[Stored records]
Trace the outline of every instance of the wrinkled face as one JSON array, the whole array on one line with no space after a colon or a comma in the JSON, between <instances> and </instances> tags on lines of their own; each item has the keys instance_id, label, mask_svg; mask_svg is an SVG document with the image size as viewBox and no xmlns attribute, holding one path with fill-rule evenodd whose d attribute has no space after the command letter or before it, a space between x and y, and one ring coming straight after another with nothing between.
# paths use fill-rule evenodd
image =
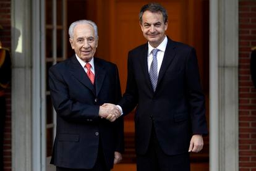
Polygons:
<instances>
[{"instance_id":1,"label":"wrinkled face","mask_svg":"<svg viewBox=\"0 0 256 171\"><path fill-rule=\"evenodd\" d=\"M156 48L164 38L168 22L164 23L161 12L152 13L146 10L142 15L142 23L140 23L143 35L153 48Z\"/></svg>"},{"instance_id":2,"label":"wrinkled face","mask_svg":"<svg viewBox=\"0 0 256 171\"><path fill-rule=\"evenodd\" d=\"M69 38L69 41L80 59L85 62L91 60L98 46L98 38L91 25L77 25L74 28L74 38Z\"/></svg>"}]
</instances>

What is needed: Reproduce the stored records above word for word, leaving out the pictures.

Task result:
Trace the outline of every instance of the wrinkled face as one JSON array, the whole array on one line with no space after a colon or a comma in the JSON, between <instances> and </instances> tags on lines of their own; each item has the keys instance_id, label, mask_svg; mask_svg is an SVG document with the image size as viewBox and no xmlns attribute, holding one path with fill-rule evenodd whose d attribute has no space after the command letter or before it, a space between x and y, and one ring coming straight after another with nothing between.
# paths use fill-rule evenodd
image =
Polygons:
<instances>
[{"instance_id":1,"label":"wrinkled face","mask_svg":"<svg viewBox=\"0 0 256 171\"><path fill-rule=\"evenodd\" d=\"M156 48L164 38L168 22L164 23L161 12L152 13L146 10L142 15L142 23L140 23L143 35L153 48Z\"/></svg>"},{"instance_id":2,"label":"wrinkled face","mask_svg":"<svg viewBox=\"0 0 256 171\"><path fill-rule=\"evenodd\" d=\"M69 38L69 41L80 59L85 62L91 60L98 46L98 38L91 25L77 25L74 28L74 38Z\"/></svg>"}]
</instances>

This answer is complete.